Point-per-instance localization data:
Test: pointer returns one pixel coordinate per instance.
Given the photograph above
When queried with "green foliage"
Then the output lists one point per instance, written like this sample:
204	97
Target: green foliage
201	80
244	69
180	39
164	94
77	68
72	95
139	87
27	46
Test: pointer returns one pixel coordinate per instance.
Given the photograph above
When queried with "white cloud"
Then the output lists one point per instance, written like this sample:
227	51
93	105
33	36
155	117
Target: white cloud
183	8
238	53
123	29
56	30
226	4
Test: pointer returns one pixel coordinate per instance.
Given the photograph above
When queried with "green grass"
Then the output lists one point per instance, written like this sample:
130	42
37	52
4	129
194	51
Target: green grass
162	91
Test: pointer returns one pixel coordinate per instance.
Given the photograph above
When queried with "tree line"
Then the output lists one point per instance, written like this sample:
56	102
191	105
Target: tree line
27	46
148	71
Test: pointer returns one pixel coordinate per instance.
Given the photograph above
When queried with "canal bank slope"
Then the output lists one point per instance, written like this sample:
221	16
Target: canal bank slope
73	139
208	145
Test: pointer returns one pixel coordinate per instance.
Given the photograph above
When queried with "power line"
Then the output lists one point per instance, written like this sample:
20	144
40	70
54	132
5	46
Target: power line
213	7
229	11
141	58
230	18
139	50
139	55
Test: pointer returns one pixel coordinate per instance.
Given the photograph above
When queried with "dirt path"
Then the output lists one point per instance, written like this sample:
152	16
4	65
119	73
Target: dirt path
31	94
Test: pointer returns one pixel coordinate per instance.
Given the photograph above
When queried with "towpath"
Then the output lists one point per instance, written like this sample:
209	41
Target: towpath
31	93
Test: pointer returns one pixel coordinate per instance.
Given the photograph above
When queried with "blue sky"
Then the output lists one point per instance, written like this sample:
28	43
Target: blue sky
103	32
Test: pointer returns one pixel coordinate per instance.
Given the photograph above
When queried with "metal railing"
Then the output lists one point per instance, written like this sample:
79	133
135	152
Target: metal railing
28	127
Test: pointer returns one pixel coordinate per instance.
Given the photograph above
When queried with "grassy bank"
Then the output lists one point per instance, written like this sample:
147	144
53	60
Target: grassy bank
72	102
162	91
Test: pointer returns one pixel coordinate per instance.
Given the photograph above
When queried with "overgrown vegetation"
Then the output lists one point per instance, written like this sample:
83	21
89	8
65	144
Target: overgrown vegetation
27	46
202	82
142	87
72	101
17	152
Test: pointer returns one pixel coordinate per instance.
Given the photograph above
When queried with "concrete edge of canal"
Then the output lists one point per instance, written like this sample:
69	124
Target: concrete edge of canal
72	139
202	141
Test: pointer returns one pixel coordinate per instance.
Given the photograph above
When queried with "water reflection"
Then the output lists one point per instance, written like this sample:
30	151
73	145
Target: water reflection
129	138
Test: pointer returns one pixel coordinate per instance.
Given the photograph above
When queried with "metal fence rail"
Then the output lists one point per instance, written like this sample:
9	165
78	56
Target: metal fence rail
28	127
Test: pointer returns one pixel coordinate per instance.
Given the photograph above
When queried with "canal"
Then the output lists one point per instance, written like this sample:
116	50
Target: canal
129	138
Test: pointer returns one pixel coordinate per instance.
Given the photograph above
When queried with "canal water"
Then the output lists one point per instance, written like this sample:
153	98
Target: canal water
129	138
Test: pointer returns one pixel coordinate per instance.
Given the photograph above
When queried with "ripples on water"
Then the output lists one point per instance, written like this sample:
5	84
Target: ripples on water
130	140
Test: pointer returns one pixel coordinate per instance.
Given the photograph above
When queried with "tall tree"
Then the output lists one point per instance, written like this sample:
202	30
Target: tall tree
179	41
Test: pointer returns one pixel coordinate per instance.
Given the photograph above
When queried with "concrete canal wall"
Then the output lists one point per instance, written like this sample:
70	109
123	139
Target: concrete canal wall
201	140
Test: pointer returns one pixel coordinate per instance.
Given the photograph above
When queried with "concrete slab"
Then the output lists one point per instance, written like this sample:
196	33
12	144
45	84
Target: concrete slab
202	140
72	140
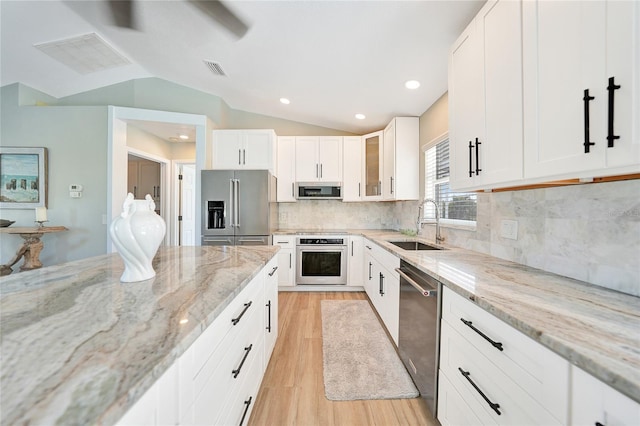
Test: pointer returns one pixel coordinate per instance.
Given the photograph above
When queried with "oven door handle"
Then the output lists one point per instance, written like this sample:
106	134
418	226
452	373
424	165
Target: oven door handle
425	293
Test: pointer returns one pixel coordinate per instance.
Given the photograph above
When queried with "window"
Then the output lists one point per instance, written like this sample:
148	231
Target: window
454	207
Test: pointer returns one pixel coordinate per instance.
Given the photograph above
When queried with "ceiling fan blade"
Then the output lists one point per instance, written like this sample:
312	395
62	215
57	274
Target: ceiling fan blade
123	14
223	15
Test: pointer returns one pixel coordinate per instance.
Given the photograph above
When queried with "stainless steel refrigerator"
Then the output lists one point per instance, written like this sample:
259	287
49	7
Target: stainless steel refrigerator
239	207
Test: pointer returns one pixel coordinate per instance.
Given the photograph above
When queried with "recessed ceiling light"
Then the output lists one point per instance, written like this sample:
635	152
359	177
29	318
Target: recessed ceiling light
412	84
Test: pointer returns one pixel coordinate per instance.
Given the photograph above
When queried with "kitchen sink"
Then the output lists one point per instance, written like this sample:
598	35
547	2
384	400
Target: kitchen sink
414	245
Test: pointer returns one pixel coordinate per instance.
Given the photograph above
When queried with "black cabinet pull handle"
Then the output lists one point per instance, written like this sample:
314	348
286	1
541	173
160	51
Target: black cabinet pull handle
587	143
235	321
495	344
612	87
244	358
246	410
470	161
269	316
478	169
493	405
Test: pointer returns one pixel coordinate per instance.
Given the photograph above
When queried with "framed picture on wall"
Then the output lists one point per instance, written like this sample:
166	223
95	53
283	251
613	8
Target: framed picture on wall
23	177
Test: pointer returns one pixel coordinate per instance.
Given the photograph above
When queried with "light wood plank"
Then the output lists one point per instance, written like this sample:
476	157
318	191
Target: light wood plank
292	392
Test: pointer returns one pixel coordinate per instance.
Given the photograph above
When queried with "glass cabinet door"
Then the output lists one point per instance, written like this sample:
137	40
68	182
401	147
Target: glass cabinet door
373	164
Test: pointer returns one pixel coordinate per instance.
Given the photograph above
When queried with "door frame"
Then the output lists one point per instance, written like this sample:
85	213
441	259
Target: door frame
175	190
117	152
165	205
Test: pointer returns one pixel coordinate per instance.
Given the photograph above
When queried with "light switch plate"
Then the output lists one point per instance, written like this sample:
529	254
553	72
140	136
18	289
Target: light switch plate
509	229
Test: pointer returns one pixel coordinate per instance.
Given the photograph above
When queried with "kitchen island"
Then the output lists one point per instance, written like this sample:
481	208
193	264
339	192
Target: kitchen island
79	347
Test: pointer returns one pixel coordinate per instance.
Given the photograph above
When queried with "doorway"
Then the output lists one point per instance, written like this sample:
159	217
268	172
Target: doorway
186	204
144	176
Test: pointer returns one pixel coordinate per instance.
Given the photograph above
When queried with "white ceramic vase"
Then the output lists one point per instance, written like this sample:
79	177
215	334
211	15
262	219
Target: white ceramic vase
137	234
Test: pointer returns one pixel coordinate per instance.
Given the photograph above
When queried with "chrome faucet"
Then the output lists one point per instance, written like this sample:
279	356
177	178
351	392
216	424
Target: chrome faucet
420	222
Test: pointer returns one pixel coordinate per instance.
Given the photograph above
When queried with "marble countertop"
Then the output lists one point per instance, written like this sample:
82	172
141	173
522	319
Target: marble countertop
79	347
594	328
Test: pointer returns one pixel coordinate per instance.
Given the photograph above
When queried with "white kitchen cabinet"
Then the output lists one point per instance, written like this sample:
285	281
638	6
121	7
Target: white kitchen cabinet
286	169
226	362
401	162
319	158
286	260
595	403
244	149
159	405
355	261
571	51
485	99
271	272
489	362
352	168
372	155
382	285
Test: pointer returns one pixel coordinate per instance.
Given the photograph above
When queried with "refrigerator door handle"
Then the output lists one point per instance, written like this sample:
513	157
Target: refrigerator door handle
236	201
231	204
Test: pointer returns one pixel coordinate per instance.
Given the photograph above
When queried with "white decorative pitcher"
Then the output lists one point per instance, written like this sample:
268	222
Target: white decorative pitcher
137	234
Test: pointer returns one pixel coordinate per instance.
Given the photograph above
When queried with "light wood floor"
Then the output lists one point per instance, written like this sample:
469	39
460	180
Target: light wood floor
292	391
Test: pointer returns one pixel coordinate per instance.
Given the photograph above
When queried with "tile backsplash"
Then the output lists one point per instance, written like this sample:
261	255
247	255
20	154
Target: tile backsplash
588	232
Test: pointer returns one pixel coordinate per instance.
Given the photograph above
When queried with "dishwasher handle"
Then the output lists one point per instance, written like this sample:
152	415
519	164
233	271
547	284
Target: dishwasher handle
425	293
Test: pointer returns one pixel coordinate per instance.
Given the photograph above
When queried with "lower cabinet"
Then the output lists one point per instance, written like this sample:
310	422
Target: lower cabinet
354	263
492	372
595	403
286	260
382	285
217	379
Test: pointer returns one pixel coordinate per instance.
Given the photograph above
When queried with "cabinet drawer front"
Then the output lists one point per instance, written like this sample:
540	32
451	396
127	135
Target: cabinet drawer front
284	241
216	339
543	374
238	409
387	259
452	408
245	352
482	384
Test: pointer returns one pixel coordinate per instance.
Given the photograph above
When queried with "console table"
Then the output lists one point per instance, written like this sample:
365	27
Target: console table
30	248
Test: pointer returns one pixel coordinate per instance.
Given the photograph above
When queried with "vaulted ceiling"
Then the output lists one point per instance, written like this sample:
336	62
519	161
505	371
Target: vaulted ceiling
331	59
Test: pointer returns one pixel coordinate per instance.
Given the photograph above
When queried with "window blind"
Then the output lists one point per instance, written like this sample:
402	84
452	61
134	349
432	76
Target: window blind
453	206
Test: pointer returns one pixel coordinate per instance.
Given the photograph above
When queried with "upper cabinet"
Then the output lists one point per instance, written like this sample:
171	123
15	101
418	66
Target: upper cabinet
286	169
485	99
319	158
244	149
401	162
372	154
352	168
581	84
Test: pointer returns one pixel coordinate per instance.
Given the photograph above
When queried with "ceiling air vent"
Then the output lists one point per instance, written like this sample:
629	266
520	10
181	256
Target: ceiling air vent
214	67
85	54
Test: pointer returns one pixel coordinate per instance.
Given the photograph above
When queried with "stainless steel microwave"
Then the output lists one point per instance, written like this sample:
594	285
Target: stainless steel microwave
319	190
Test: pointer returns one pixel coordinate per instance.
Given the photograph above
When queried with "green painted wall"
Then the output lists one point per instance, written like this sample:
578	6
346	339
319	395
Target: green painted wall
76	140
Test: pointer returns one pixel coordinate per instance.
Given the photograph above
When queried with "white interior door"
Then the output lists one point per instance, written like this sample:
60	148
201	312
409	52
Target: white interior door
187	226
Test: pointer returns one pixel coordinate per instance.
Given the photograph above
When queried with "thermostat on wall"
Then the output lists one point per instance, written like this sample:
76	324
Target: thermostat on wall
75	190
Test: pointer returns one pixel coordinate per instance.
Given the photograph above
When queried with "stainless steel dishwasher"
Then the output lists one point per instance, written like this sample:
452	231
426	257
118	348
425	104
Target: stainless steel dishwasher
419	334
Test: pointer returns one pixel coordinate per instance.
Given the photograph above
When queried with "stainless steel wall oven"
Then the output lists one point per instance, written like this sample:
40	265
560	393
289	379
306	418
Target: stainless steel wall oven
321	260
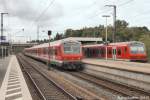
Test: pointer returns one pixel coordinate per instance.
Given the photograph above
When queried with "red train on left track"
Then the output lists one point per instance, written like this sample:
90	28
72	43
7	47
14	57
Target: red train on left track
62	53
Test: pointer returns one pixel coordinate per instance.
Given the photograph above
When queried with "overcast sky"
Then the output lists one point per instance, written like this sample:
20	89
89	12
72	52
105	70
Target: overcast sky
59	15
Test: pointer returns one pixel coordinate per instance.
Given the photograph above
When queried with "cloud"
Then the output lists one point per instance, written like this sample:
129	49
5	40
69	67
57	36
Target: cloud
31	9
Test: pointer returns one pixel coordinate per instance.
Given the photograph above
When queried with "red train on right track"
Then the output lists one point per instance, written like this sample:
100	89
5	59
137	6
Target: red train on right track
129	51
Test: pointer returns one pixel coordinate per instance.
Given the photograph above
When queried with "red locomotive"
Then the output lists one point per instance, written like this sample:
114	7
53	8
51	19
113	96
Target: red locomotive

> _What is being asked_
Make a copy of each line in the records above that has the word "locomotive".

> _Answer box_
When queried with "red locomotive"
Target: red locomotive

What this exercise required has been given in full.